Input:
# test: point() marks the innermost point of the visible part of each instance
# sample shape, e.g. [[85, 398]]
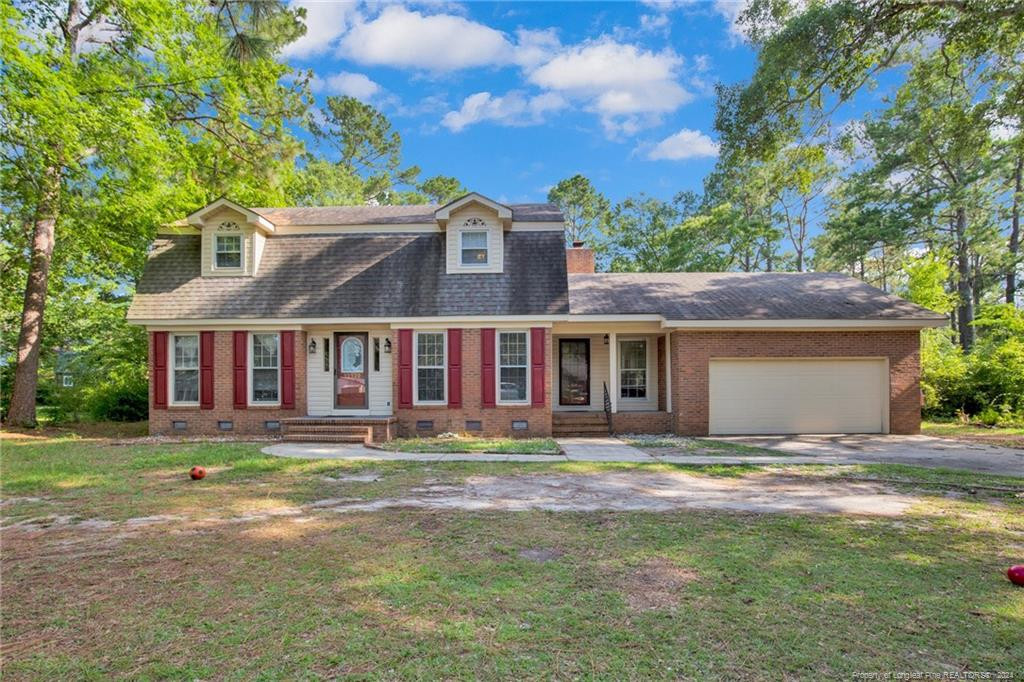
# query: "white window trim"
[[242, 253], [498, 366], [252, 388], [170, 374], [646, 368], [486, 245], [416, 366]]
==
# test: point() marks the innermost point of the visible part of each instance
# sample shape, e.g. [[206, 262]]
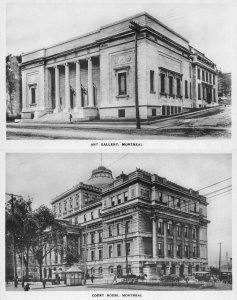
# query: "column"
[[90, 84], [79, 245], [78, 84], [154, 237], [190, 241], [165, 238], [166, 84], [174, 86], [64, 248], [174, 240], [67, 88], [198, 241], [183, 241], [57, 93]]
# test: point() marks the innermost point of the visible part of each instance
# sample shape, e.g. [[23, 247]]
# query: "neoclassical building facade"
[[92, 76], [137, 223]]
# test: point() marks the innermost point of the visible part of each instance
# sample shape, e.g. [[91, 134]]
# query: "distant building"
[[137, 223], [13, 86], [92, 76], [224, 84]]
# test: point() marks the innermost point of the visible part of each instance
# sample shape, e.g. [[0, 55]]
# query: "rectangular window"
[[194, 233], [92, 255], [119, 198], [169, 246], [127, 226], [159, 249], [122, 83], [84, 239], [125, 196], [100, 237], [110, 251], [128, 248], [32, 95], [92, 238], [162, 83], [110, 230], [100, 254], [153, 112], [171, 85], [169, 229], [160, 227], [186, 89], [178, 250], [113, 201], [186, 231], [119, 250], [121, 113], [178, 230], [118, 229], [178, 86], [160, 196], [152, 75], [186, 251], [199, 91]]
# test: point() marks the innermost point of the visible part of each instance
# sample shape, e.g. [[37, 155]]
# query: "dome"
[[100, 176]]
...
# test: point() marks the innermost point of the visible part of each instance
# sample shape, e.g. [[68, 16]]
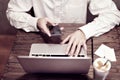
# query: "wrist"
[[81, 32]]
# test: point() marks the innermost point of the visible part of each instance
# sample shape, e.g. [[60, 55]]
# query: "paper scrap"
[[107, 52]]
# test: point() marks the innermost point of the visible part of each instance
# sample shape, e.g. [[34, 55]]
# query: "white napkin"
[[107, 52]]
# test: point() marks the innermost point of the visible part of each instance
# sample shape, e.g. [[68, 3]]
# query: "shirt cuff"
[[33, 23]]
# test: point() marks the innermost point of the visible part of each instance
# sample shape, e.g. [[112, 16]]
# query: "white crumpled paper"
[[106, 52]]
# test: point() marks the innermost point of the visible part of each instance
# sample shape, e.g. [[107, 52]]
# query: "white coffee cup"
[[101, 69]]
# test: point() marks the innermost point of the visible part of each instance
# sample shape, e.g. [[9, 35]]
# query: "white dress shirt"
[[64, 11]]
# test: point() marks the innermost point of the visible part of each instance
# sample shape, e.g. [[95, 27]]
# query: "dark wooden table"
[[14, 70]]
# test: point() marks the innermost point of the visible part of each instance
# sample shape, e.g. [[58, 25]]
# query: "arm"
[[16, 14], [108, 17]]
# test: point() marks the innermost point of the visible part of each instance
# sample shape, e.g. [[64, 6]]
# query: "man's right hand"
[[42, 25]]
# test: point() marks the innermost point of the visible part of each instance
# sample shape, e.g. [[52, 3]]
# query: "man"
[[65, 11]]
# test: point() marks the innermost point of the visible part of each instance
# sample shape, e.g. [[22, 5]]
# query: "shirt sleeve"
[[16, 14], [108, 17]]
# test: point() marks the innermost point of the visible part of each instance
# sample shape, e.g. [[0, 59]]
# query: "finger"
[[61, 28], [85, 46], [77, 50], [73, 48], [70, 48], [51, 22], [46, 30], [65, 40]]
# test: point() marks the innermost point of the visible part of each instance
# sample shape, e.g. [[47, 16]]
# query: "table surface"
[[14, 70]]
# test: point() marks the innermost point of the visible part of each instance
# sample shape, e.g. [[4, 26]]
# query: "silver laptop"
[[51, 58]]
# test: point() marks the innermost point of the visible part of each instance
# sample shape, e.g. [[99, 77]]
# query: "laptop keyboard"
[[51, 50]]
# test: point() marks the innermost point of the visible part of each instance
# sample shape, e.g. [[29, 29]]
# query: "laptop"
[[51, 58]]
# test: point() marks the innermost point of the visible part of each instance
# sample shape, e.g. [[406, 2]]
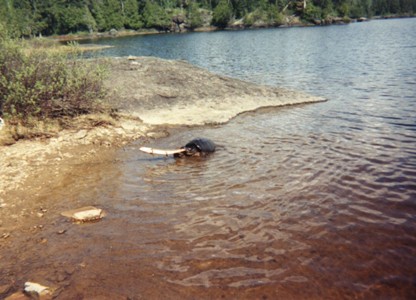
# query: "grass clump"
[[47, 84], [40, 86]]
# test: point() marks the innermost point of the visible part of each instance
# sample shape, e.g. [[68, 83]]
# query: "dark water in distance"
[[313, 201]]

Your instructions: Which lines of the data contain the word "window"? Report each of them in full.

Task solution:
# query: "white window trim"
# query: "rectangular window"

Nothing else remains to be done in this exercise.